:: Article
I’m Indian, and I don’t dislike SM, but I find it to be average. I’ve seen enough Bollywood films to be slightly jaded by the melodramatic, requiring-suspension-of-belief plot set midst the poverty and the gangsters. It simply adapts Bollywood formulas for a western audience. If you want to see a piece of true Indian genius, watch the Apu Trilogy by Satyajit Ray, the first movie especially. It easily surpasses SM in its eloquent depiction of poverty. SM has covered ground that has been covered before. Hasn’t the misery of India’s poor been talked about enough?

In SM we see Jamal being tortured by policemen and given shocks, his mother killed by Hindus in riots, him eking out an existence at a huge garbage dump living under a tent, gangsters masquerading as running an adoption center picking up vulnerable children and forcing them to beg, blinding them and selling them into prostitution, the elder brother getting into a life of crime, getting drunk on power….I find this potrayal of India rather negative and worn. Talking about poverty and India is old. I’m not “denying” the fact that India has another face to it, I’m saying that has been talked about enough.

Yeah, it sure does have some positive, fun parts like Jamal and Salim making money by being tour guides and this and that, and Jamal ends up being a chai-wallah and then he wins the game show. But is the story or even just the last bit plausible?

The film was melodramatic, and uses Bollywood formulas to tug at heart strings. Look at all these emotional, crazy twists and turns in the plot, like Jamal finding the love of his life, his brother Salim doing one last good deed, and her falling into his arms at the end of the film. The whole good things-bad things twists and turns is, atleast I feel, a sort of formula. Also, for Indians the slums and the life there is nothing new, but for the West its novel.

This is minor, but it feels rather weird, when the film suddenly shifts from Hindi to English. Hearing perfect English from Jamal and Salim feels odd. I also dislike the title. What has “slum” got to do with “dog”?

My point is, the film is ok, its average, but whatever it is, it definitely does not deserve the attention and awards it has garnered.

http://elekhni.com/2009/02/why-do-indians-hate-slumdog-millionaire/ - Blog with some intelligent discussion on the Indian point of view.

Yup.

Nay.

The blog post was quite insightful, but it seems to believe that the main reason why Indians don't like the film is that it focuses on the bitter realities of the slums, which (IMHO) isn't a flaw of the film, it's just what the film happens to be about.

Let me ask you actually, because I honestly haven't seen enough Bollywood films to speak to how Slumdog compares to typical Indian cinema. I have heard, though, that even if a Bollywood film features a rags-to-riches story, the films:

(a) very rarely show the brutal violence that Slumdog Millionaire does, and
(b) very rarely show the life in the slums with as much unflinching harshness as Slumdog Millionaire does.
::::
:: Data extract
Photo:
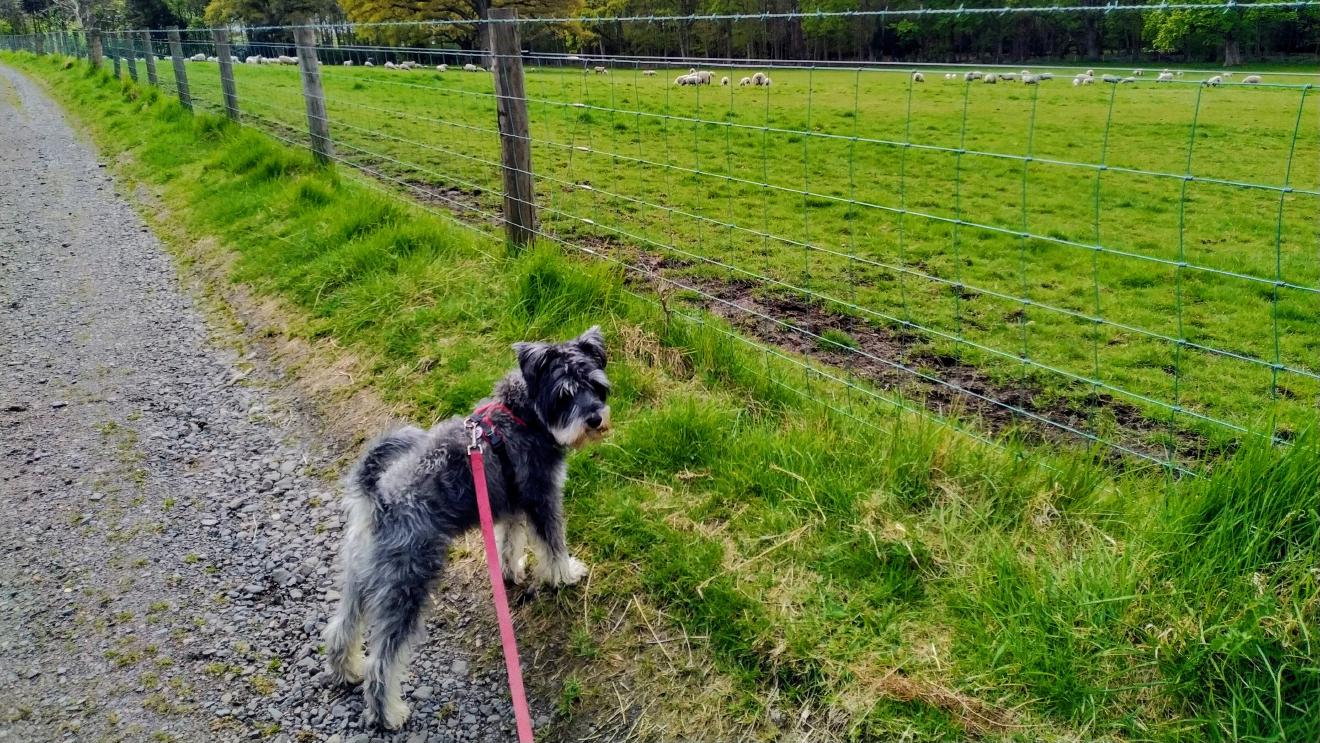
::::
• **Requirement**
In the Slumdog Millionaire discussion above, turn the paragraph that begins "The film was melodramatic" into a short bulleted list that keeps its main points.

• **Problem solution**
- The film is melodramatic and uses Bollywood formulas to tug at heartstrings.
- Its plot is full of emotional twists. Jamal finds the love of his life, his brother Salim does one last good deed, and she falls into his arms at the end.
- The writer sees this back-and-forth of good and bad turns as a formula.
- Slum life is nothing new to Indians, but it is novel to the West.